To do |
Can you quote exactly the stretch of lines from the one with "of the concrete" through the final line of the material, both ends included?

━━━ Raw data ━━━

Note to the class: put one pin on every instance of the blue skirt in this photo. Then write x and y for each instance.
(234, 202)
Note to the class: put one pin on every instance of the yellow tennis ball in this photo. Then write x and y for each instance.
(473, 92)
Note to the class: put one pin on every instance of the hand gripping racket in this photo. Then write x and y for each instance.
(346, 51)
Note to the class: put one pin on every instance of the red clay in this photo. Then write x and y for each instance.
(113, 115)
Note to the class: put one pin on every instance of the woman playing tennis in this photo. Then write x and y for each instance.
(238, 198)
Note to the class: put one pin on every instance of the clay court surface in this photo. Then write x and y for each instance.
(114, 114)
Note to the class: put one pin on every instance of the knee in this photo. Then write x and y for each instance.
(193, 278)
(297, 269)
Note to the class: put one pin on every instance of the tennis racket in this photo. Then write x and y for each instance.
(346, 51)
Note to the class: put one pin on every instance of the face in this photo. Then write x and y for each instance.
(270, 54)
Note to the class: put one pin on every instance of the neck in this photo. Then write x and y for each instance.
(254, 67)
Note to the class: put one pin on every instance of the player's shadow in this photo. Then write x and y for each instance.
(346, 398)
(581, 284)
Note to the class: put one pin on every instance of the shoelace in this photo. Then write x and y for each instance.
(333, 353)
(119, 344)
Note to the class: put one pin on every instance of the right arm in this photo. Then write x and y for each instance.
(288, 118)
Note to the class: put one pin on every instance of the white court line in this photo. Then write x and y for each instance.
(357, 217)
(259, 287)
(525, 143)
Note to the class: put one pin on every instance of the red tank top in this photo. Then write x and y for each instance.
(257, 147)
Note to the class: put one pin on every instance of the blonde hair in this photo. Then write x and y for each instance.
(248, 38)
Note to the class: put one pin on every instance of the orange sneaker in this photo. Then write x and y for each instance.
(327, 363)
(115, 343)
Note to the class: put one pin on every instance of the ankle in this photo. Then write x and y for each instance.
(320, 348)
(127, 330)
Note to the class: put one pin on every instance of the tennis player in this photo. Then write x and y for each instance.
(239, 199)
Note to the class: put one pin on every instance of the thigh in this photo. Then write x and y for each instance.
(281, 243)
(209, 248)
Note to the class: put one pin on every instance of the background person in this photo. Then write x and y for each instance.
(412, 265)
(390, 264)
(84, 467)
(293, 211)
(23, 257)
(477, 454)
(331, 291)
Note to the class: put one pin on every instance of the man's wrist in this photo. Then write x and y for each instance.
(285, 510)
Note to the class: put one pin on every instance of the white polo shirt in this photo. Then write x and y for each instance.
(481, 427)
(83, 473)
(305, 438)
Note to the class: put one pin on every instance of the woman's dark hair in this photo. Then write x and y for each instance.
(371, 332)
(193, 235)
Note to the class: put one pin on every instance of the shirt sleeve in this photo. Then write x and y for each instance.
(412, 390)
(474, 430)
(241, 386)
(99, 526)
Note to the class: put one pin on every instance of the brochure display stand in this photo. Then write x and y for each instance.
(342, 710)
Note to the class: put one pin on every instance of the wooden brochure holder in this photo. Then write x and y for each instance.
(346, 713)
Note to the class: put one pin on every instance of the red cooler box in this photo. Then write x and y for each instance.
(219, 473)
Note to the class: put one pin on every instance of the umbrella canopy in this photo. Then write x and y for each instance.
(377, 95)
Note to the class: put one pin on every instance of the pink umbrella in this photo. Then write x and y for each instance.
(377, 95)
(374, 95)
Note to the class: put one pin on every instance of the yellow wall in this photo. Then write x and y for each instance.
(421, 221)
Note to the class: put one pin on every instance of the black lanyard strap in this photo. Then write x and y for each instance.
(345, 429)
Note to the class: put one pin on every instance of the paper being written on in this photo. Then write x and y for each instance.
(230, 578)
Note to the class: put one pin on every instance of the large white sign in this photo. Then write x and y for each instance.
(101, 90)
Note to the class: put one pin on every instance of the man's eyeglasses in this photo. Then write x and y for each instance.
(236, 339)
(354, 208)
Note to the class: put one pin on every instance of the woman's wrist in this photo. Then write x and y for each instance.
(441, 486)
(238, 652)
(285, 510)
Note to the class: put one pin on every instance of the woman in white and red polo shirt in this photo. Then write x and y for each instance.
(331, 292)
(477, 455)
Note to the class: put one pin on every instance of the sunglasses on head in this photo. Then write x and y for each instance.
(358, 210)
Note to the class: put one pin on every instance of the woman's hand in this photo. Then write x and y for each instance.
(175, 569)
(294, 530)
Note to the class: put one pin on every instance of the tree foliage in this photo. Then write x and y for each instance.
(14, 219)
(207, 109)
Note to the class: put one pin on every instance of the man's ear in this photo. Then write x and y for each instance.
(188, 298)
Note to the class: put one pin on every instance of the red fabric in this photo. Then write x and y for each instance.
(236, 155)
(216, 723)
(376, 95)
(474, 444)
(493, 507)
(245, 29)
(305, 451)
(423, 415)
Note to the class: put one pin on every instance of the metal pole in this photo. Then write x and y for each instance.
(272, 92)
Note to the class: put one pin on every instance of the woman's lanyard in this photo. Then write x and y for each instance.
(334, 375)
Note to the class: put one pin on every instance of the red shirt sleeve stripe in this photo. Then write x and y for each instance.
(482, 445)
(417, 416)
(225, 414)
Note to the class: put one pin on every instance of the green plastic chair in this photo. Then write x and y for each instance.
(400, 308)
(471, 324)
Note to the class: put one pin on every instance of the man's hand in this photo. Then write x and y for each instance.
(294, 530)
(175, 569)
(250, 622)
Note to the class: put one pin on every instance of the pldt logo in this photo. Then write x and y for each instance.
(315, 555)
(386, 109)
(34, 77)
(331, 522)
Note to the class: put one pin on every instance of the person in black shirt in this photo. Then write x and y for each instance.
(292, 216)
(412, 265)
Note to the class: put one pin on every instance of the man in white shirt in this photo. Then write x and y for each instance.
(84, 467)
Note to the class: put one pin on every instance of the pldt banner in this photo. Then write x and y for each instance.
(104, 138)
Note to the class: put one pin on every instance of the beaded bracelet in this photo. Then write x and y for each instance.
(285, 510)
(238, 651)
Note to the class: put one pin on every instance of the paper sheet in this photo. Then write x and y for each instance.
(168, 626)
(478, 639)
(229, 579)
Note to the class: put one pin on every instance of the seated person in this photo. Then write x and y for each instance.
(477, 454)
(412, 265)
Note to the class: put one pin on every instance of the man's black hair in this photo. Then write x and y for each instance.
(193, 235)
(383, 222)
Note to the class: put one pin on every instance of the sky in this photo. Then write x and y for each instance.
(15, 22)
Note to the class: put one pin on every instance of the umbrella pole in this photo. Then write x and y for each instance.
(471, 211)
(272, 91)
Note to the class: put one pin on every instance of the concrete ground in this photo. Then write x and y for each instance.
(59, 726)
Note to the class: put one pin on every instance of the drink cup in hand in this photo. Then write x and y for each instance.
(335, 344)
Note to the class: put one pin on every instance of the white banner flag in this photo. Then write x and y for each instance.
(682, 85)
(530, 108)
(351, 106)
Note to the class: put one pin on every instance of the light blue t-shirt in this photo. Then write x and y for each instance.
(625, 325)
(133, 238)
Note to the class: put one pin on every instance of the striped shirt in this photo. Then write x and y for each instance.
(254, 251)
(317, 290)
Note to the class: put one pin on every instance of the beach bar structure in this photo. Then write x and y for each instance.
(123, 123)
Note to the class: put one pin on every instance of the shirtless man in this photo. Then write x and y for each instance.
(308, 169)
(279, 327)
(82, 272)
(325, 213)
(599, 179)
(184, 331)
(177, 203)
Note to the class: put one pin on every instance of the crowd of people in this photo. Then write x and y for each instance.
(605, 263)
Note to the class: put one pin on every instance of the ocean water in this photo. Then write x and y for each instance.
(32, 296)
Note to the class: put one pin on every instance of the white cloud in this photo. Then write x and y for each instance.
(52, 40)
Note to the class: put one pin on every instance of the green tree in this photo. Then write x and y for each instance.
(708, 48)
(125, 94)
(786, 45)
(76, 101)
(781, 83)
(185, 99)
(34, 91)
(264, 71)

━━━

Full answer |
Note to the class: put one pin on every instance of the concrete ground in this photo. Then write x and y for each instance.
(59, 726)
Note to the class: put one pin on every instance of the drink cup in hand in this photo. Then write x and y for each instance.
(335, 344)
Note to the class: put one pin on every instance of the white banner flag in this photo. Then write x and y for each instance.
(682, 85)
(530, 108)
(351, 106)
Note to the class: put one pin on every instance of the light blue t-shirt in this photo. Then write x and y for each instance.
(625, 325)
(133, 238)
Note to the class: put one pin on every instance of the striped shirt in this photo. Then write x and y for each instance.
(254, 251)
(317, 290)
Note to the class: put one pin on every instance of the beach bar structure in this photo. Then write x and y for each instance.
(123, 123)
Note to the class: put one pin on every instance of the shirtless man in this photo. Then write x and y for each instance.
(308, 169)
(279, 327)
(82, 272)
(325, 213)
(599, 179)
(184, 331)
(177, 203)
Note to the class: put one pin on every instance of the crowd of people in this photo. Then write x and y for each instance.
(605, 263)
Note to the class: put one pin on every instance of the ocean water in this photo. Then write x and y for each instance.
(32, 296)
Note to the class: put one pin on every instance of the white cloud in this photo. Then write x and y for each instance.
(52, 40)
Note to the class: put one pin on every instance of the green tree in this photo. Then write x and y for each instance.
(708, 48)
(125, 94)
(786, 45)
(76, 101)
(781, 83)
(185, 99)
(34, 91)
(264, 71)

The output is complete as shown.